* DATA EXCERPTS
-=-=-=-=-

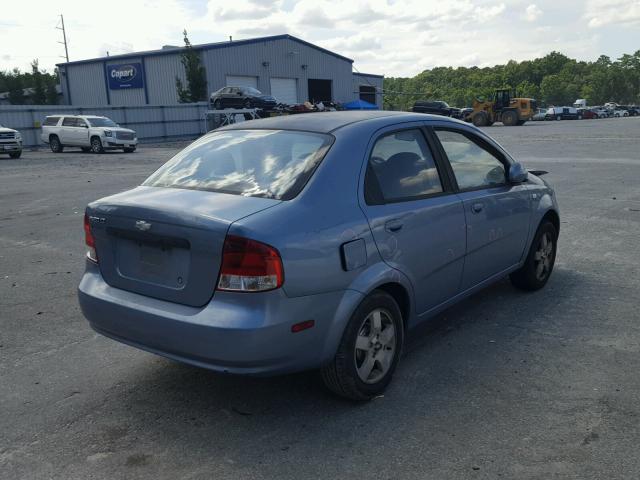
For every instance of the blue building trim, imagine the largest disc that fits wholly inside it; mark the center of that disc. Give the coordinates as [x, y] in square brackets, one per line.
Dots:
[144, 81]
[106, 82]
[209, 46]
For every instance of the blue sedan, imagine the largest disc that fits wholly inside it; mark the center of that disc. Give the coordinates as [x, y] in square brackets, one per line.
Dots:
[313, 241]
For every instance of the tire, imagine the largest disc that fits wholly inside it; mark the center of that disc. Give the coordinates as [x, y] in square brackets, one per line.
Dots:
[510, 118]
[96, 145]
[55, 145]
[480, 119]
[363, 373]
[537, 268]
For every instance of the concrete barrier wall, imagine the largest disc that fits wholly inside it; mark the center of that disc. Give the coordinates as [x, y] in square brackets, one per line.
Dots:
[153, 123]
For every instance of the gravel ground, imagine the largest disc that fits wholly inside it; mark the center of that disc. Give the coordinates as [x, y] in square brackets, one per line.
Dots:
[504, 385]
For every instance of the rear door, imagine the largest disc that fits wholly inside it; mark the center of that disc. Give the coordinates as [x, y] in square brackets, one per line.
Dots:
[416, 219]
[497, 212]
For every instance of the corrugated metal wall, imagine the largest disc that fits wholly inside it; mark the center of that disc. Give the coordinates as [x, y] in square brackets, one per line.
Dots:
[281, 58]
[151, 122]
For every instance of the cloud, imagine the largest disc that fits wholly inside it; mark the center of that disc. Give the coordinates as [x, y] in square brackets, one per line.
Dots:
[613, 12]
[532, 13]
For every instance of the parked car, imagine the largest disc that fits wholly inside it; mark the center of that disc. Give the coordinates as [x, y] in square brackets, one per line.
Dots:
[241, 97]
[10, 142]
[313, 241]
[541, 114]
[619, 111]
[562, 113]
[435, 107]
[601, 112]
[587, 113]
[90, 133]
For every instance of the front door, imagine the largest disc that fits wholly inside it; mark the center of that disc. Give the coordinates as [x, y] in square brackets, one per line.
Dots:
[416, 219]
[497, 212]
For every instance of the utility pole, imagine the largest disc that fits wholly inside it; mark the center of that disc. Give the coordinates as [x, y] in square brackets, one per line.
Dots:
[64, 38]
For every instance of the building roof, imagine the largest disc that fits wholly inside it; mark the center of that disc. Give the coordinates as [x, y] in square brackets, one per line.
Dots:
[207, 46]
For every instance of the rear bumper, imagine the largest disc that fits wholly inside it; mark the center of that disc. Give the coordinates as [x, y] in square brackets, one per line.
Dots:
[235, 333]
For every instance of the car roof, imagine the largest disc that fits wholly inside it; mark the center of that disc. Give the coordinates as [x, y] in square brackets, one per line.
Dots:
[326, 122]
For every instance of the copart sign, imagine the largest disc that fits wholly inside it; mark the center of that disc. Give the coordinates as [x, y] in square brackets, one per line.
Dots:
[127, 75]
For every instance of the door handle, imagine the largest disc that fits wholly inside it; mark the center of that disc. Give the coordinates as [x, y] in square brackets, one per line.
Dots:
[393, 226]
[477, 207]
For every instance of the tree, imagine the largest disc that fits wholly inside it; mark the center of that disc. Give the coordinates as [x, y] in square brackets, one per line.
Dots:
[195, 89]
[38, 97]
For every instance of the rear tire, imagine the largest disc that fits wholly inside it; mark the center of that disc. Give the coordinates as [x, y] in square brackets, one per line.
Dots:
[537, 268]
[96, 145]
[369, 350]
[510, 118]
[55, 145]
[481, 119]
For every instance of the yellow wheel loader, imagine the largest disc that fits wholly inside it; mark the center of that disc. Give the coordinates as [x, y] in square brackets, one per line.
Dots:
[504, 107]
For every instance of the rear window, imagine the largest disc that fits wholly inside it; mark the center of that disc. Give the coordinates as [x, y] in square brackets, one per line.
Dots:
[258, 163]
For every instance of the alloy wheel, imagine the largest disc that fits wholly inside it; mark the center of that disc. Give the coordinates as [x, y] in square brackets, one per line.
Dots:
[375, 346]
[544, 256]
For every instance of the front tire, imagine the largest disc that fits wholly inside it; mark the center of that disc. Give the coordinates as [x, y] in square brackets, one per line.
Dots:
[537, 268]
[369, 350]
[55, 145]
[96, 145]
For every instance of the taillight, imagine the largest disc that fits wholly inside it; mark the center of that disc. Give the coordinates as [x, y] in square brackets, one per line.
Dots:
[89, 240]
[249, 266]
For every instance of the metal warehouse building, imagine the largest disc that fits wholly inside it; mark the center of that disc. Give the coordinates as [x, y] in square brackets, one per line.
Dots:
[290, 69]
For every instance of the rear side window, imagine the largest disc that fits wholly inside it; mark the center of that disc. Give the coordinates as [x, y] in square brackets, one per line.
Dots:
[258, 163]
[400, 168]
[473, 165]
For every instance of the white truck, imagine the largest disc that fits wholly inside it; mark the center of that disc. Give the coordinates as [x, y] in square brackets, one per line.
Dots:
[90, 133]
[10, 142]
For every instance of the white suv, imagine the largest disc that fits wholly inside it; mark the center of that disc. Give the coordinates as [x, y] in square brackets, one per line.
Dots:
[10, 142]
[90, 133]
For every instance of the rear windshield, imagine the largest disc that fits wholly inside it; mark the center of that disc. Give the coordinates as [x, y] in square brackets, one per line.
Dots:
[101, 122]
[257, 163]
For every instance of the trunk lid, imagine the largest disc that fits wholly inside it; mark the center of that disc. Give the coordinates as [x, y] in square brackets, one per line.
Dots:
[166, 243]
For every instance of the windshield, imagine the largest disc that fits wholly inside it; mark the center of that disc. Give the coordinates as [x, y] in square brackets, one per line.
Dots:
[102, 122]
[258, 163]
[251, 91]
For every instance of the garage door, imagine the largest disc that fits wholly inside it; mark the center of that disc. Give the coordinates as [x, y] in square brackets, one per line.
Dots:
[285, 90]
[240, 81]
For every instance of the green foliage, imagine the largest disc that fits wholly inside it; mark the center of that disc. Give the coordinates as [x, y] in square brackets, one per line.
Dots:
[195, 89]
[554, 79]
[42, 83]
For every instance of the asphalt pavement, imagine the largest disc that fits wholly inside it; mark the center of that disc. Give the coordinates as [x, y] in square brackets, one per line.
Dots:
[506, 384]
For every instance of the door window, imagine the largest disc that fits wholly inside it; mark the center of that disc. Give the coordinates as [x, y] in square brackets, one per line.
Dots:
[400, 168]
[473, 165]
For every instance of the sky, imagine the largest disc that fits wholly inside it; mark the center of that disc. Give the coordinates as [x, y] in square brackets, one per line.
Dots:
[390, 37]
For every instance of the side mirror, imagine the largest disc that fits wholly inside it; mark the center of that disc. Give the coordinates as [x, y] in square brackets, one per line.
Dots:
[517, 173]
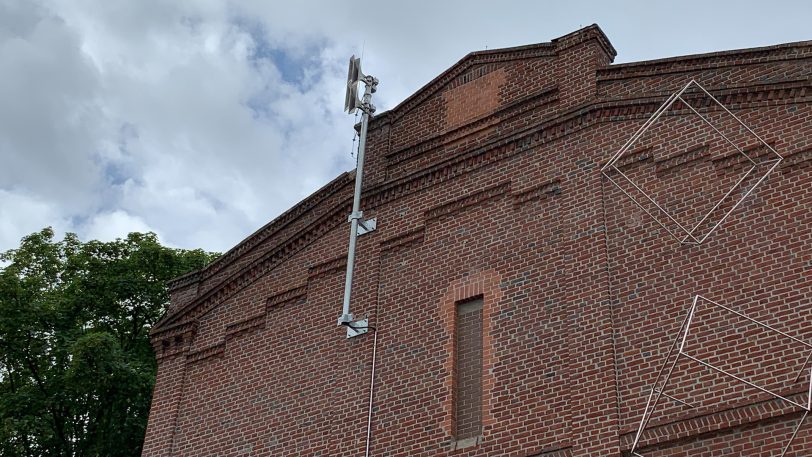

-=-=-=-=-

* WHAT YOU SHOULD DO
Copy out all of the records above word for word, leaving out the pictures.

* WRITTEN RESPONSE
For every instance of the blue building trim, imagine the largest disc that fits wholly inside it; mark the center of that disc. Give the coordinates as [x, y] in square brackets, one per line.
Dots:
[144, 81]
[106, 82]
[209, 46]
For every instance of the blue sedan, imagine the largest disc that fits wholly inside it; mark the center of that disc. Give the coordinates as [x, y] in square brackets, one per line.
Dots:
[313, 241]
For every instance of the tire, imagine the largest disc that fits wholly inside it; mark the center of that disc. Give the coordinates as [x, y] in square brackets, one per line.
Dots:
[510, 118]
[96, 145]
[55, 145]
[480, 119]
[363, 373]
[537, 268]
For every instance of the concrete barrier wall, imagine the largest disc that fits wholly inside it; mark the center of that disc. Give the coordinates as [x, y] in square brackets, one per line.
Dots:
[153, 123]
For every instance of the gravel ground, imagine the largest disc that fits wholly inside it; mark the center of that disc. Give the coordinates as [x, y] in square brackets, one per line.
Dots:
[504, 385]
For every instance of the rear door, imagine the largest disc that fits wholly inside it; mark the center of that disc. Give the coordinates as [x, y] in square brackets, one per line.
Dots:
[416, 219]
[497, 212]
For every instance of the corrugated metal wall, imagine the largest disc that fits wholly inside it; mark the center of that disc. Give the coordinates as [x, y] in square brackets, one per line.
Dots:
[281, 58]
[151, 122]
For every instance of the cloud, imagine the largest disc that fits wholly inside it; mark the center of that disc. Give the coordinates as [x, y] in square brackets, one per line.
Dots:
[613, 12]
[532, 13]
For every instance of the parked car, imagine the largest disc that fits wholly inside it; mark the center of that disc. Give the coordinates as [x, y] in square brackets, one per line.
Dots:
[241, 97]
[10, 142]
[313, 241]
[541, 114]
[619, 111]
[562, 113]
[435, 107]
[601, 112]
[587, 113]
[90, 133]
For every instance of the front door, imagine the largest disc that fits wholly inside it; mark the center of that disc. Give the coordinates as [x, y] in square brackets, one per line.
Dots:
[416, 219]
[497, 212]
For every instance of the utility pole, imagine the largest disc that fits wholly inside it; mark the center of that disc. Give the coordinates as [x, y] in square brackets, one per line.
Dots:
[64, 38]
For every instance of the building roof, imagine the largest disc that fits wholly inside it; mark the center of that disc. Give the coordinates as [x, y] in square brackets, one per line.
Dots:
[207, 46]
For every instance of the rear bumper, imagine the largest disc that fits wholly inside it; mark the center of that disc. Give the coordinates as [x, y] in square brackets, one per line.
Dots:
[235, 333]
For every instance of the car roof, imagine the largest disc that fits wholly inside it; mark the center of that disc. Give the coordinates as [x, y] in square brackets, one per line.
Dots:
[326, 122]
For every instance of the copart sign, imagine the largest disc that fits wholly inside it; mark the center of that disc. Give the coordinates as [x, y] in square brackets, one per line.
Dots:
[127, 75]
For every instance of the door handle, imagine the largest disc that fits wholly inside it; mark the center of that disc. Give the coordinates as [x, y] in square brackets, one per line.
Dots:
[393, 226]
[477, 207]
For every instance of the tree, imagine the largest disc that fits wholly inside it; mark the center of that disc. Give the coordinates as [x, y] in square brackets, one per line.
Dots:
[195, 89]
[38, 97]
For every instance of the rear tire, imagine the largest disc that fits wholly inside it; mark the center of that disc. Give the coordinates as [x, y] in square brackets, one per line.
Dots:
[537, 268]
[96, 145]
[369, 350]
[510, 118]
[55, 145]
[481, 119]
For every instance of the yellow wheel loader, imagine the largest disc that fits wholly inside it; mark the center of that disc. Give the coordinates as [x, y] in square brackets, one per line.
Dots:
[504, 107]
For every instance of the rear window, imagine the largest disc that fits wholly inside it; mark the center of that disc. Give the coordinates as [x, y] in square brackets, one per line.
Dots:
[258, 163]
For every instance of the alloy wheel, imagine the largest disc that fits wholly inside it; mark the center of that disc. Give the coordinates as [x, y] in square brackets, one per line.
Dots:
[375, 346]
[544, 256]
For every instance of the front tire, imagine the largest disc that fits wholly inside it; mark the center of that disc. Give the coordinates as [x, y] in square brackets, one per line.
Dots:
[537, 268]
[369, 350]
[55, 145]
[96, 145]
For every instance of the taillight, imagine the largest disc that fits wholly inside it; mark the center of that disc. Give the coordinates as [x, y] in square brackets, one per line.
Dots:
[89, 240]
[249, 266]
For every instance of the metal warehouse building, imagine the largest disc that fits wholly inside it; mark the center of that disc. Give the coordinates as [x, y] in square brackets, one per line.
Dots:
[290, 69]
For every instance of the rear side window, imagine the largest disc that fits wholly inside it; mark the center of that disc. Give the coordinates as [x, y] in square brackets, one per line.
Dots:
[258, 163]
[400, 168]
[473, 165]
For every instance of the white truck, imagine the largest disc that fits wholly inside it; mark the center of that disc. Give the coordinates as [x, y] in square brackets, one per line.
Dots:
[90, 133]
[10, 142]
For every instance of the white suv, imagine the largest disc that fits wholly inside it; mark the center of that disc. Give the coordinates as [x, y] in square brackets, one per line.
Dots:
[10, 142]
[90, 133]
For every instance of the rear windshield, imagine the largest disc that fits wholly inside it; mark the center of that disc. Give the coordinates as [x, y] in square brackets, one per line.
Dots:
[101, 122]
[257, 163]
For every instance of the trunk lid, imagine the largest disc that fits wholly inside it; mark the center of that disc. Give the coordinates as [x, y] in square brackets, one per line.
Dots:
[166, 243]
For every instance of the windshield, imagine the largest disc that fits wholly inside it; mark the center of that disc. Give the coordinates as [x, y] in square brackets, one per line.
Dots:
[102, 122]
[258, 163]
[251, 91]
For every instance of the garage door, imagine the largest disc that fits wholly inside it; mark the center of that disc. Give the coordinates as [x, y] in square brackets, one per line.
Dots:
[285, 90]
[240, 81]
For every instance of the green foliage, imagine the largest disc that fits wholly inside it; mark the center of that disc. Give the coordinates as [x, y] in square brackets, one per line.
Dots:
[195, 89]
[554, 79]
[42, 83]
For every instance of the asphalt pavement, imagine the largest disc that fits wholly inside it; mark the center of that disc. Give the coordinates as [x, y] in square brackets, one per line.
Dots:
[506, 384]
For every instance of the door window, imagine the largest disc that fits wholly inside it; mark the center of that disc. Give the coordinates as [x, y] in square brackets, one per line.
Dots:
[400, 168]
[473, 165]
For every instance of the sky, imagine the largest disc that fits wholly inside it; mark the center of that disc. Give the coordinates as [x, y] in square brackets, one per line.
Dots:
[390, 37]
For every instance of the side mirror, imagine the largest disc that fits wholly inside it; mark the center of that disc. Give the coordinates as [x, y] in square brackets, one per line.
Dots:
[517, 173]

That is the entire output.